# About this task
This exercise calls for the line with "Target: weathered wood plank", the line with "Target: water", and all lines between them in the material below, output exactly and with no other lines.

# Data records
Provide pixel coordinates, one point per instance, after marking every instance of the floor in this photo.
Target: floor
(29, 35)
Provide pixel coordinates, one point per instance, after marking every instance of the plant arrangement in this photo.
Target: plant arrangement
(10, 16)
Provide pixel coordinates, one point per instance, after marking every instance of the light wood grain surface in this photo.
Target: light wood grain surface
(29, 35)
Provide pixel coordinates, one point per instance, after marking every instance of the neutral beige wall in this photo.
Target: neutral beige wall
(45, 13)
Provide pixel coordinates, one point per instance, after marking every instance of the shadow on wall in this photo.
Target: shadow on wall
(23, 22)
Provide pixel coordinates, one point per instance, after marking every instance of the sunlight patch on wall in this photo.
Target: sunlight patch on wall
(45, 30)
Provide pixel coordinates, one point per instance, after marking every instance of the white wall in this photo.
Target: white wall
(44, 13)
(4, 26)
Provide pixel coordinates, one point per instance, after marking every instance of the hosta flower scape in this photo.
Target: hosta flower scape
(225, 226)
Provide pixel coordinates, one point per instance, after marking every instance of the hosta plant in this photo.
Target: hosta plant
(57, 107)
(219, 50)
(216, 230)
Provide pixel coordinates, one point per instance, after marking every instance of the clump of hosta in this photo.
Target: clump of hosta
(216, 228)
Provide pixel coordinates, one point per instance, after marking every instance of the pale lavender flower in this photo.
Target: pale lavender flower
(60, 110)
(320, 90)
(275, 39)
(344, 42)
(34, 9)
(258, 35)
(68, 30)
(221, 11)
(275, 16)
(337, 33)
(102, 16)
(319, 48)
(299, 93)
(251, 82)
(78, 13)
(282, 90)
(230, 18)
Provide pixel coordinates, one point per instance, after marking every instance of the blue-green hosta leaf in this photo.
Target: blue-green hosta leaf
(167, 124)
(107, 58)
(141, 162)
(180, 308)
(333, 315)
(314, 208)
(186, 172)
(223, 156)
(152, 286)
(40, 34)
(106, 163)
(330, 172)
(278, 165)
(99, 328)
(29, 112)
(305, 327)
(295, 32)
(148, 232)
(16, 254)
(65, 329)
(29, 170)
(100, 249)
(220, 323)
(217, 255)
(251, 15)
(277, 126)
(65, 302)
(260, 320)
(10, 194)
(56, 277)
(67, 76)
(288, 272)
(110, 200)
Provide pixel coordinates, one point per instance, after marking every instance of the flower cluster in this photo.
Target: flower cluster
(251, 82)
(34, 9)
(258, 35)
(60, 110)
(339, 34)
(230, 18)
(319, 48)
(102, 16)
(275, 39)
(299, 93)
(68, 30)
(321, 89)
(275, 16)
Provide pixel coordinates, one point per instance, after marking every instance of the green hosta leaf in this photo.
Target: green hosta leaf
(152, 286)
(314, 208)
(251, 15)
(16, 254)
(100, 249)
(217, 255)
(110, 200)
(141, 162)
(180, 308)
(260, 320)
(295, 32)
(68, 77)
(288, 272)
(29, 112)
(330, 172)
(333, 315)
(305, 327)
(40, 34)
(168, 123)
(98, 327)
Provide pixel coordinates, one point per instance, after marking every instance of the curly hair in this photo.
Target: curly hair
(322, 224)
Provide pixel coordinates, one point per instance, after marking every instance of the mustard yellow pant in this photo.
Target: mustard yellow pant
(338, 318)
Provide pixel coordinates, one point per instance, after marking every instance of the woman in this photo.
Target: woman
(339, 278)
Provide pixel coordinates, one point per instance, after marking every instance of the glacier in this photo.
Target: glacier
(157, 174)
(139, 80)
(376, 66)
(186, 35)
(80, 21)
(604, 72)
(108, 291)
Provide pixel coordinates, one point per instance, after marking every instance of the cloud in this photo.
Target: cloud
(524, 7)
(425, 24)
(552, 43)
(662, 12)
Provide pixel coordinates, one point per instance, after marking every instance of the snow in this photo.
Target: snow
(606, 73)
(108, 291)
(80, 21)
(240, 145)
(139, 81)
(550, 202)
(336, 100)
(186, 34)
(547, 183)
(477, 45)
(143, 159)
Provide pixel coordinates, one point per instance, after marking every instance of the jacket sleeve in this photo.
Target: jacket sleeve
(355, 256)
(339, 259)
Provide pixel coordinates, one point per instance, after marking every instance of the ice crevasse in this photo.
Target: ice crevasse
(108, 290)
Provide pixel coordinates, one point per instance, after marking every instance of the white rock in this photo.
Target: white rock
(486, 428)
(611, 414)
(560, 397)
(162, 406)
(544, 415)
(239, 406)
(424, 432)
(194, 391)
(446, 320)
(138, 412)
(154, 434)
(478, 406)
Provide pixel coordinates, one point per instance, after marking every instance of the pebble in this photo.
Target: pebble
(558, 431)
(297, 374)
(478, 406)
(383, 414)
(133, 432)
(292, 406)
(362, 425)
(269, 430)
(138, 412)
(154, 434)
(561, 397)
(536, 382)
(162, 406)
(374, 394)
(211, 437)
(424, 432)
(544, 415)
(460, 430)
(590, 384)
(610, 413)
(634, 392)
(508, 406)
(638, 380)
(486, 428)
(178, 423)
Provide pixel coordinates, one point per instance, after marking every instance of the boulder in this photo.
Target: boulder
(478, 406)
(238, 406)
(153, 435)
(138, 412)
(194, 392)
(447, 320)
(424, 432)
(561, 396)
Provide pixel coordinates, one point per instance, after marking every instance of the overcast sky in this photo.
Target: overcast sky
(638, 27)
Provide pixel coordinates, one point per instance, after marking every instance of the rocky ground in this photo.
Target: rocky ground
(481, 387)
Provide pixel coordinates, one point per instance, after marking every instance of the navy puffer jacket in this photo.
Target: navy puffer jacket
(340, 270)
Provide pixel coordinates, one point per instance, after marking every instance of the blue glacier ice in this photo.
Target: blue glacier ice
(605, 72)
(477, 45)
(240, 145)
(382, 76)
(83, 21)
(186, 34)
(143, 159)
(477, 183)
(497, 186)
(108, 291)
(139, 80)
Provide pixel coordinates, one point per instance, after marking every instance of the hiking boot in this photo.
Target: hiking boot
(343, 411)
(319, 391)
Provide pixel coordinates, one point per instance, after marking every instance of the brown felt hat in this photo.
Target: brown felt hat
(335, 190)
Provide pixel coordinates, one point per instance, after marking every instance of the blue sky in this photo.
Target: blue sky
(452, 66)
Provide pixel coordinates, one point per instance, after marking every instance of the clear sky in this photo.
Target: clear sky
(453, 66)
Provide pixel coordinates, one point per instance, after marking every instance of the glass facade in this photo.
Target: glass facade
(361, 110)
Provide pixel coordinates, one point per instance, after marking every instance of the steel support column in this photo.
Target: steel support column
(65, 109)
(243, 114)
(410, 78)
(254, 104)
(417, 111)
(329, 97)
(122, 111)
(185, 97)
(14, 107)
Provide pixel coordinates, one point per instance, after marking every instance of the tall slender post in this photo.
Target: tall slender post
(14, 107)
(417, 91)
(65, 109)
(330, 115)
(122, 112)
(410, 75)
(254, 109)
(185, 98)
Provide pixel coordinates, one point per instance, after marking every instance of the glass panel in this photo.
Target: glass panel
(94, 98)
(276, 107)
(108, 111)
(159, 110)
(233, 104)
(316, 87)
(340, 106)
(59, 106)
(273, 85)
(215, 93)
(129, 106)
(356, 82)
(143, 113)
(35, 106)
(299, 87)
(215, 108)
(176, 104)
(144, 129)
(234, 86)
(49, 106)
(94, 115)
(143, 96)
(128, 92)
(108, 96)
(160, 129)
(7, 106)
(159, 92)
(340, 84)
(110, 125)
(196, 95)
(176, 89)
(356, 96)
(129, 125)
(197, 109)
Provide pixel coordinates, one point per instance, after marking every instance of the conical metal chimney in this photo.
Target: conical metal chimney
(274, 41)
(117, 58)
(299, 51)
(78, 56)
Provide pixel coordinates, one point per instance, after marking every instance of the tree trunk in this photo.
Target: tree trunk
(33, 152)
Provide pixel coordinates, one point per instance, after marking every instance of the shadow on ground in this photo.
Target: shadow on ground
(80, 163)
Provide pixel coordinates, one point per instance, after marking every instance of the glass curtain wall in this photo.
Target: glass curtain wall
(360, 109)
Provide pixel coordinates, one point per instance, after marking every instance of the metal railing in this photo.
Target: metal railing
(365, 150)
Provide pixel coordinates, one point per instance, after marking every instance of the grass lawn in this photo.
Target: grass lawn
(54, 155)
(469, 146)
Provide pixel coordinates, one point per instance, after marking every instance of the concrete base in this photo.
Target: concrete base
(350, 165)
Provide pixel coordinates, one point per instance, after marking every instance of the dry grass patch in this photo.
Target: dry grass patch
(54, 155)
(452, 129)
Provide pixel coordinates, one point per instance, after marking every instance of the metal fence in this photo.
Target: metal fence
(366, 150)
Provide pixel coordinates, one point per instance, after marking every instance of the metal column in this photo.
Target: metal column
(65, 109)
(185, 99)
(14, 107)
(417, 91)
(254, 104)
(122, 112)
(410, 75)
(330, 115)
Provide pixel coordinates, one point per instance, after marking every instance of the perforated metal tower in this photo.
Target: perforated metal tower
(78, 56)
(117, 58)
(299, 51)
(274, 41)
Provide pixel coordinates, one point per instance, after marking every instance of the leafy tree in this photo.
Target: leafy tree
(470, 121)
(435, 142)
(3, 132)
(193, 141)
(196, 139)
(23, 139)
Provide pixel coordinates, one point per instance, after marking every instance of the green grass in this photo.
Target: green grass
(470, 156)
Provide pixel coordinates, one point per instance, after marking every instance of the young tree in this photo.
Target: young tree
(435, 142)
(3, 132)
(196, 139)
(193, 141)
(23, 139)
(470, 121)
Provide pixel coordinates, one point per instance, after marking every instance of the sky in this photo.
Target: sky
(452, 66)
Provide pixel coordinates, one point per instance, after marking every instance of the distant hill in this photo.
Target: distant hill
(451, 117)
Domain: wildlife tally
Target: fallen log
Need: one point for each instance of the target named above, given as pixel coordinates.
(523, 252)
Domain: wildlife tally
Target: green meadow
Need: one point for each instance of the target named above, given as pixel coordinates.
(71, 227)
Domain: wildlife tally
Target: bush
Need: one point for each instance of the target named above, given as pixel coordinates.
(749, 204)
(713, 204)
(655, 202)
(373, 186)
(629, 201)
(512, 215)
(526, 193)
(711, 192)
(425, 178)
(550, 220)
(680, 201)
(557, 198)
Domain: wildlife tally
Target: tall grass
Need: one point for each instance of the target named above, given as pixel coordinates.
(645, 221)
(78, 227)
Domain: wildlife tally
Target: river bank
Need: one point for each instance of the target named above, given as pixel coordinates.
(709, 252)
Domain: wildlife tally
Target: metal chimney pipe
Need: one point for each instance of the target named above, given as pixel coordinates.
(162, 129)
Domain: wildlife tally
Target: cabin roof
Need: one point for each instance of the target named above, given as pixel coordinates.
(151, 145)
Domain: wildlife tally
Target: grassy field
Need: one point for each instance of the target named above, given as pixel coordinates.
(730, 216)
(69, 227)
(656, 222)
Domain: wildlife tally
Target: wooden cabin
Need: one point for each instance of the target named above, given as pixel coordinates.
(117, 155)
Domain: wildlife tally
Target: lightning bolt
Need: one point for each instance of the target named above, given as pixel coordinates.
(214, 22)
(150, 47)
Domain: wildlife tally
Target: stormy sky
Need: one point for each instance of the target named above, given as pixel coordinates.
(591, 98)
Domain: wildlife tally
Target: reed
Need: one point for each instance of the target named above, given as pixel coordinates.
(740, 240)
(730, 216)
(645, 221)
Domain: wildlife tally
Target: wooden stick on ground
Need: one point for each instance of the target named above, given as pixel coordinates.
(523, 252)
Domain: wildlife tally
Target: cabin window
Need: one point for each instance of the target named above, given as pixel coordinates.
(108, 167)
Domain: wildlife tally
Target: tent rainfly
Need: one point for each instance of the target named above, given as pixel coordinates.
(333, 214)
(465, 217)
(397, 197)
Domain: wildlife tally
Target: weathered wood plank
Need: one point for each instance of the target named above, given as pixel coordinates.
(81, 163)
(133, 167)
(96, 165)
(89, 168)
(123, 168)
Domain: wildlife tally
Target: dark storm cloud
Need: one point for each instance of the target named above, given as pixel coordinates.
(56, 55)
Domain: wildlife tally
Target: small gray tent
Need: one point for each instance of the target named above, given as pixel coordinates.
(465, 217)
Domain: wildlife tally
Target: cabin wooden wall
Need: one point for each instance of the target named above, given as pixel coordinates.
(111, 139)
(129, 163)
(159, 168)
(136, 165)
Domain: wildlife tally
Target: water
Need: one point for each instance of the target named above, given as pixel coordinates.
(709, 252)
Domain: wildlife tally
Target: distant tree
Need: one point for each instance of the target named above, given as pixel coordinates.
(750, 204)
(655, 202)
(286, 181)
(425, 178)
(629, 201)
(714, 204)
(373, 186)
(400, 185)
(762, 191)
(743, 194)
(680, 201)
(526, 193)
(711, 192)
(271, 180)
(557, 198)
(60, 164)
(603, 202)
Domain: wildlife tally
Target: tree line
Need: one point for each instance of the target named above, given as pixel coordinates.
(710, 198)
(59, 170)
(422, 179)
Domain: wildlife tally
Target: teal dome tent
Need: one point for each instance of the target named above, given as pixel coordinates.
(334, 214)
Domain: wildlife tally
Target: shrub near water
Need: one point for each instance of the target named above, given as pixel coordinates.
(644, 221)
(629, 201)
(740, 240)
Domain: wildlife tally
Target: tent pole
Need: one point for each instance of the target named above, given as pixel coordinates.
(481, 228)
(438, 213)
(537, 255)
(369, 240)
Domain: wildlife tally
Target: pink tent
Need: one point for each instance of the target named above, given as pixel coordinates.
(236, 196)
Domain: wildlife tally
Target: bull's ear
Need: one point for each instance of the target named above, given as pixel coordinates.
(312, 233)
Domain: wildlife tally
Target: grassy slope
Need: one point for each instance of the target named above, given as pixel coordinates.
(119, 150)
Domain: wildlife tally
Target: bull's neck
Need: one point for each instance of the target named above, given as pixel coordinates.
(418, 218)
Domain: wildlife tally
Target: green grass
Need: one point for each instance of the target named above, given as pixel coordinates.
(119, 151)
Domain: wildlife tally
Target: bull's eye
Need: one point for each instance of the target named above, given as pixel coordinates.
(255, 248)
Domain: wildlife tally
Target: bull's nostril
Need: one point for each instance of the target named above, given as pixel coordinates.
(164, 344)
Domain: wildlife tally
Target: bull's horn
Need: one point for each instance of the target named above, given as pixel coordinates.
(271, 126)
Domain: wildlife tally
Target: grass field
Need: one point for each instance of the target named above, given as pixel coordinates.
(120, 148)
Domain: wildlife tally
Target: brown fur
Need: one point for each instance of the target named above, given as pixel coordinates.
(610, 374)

# Solution for this task
Target: weathered wood plank
Need: one point for each instance of the target named above, given as pixel coordinates.
(81, 163)
(133, 167)
(96, 165)
(89, 168)
(123, 168)
Domain: wildlife tally
Target: dark storm cloud
Need: one point for each instance of the target named above, given as pixel coordinates.
(56, 55)
Domain: wildlife tally
Target: small gray tent
Need: one point for each instance of the target named above, given as pixel coordinates.
(465, 217)
Domain: wildlife tally
Target: cabin wooden wall
Need: one point for each instance of the target named above, given as pixel coordinates.
(111, 139)
(129, 163)
(159, 168)
(136, 165)
Domain: wildlife tally
Target: water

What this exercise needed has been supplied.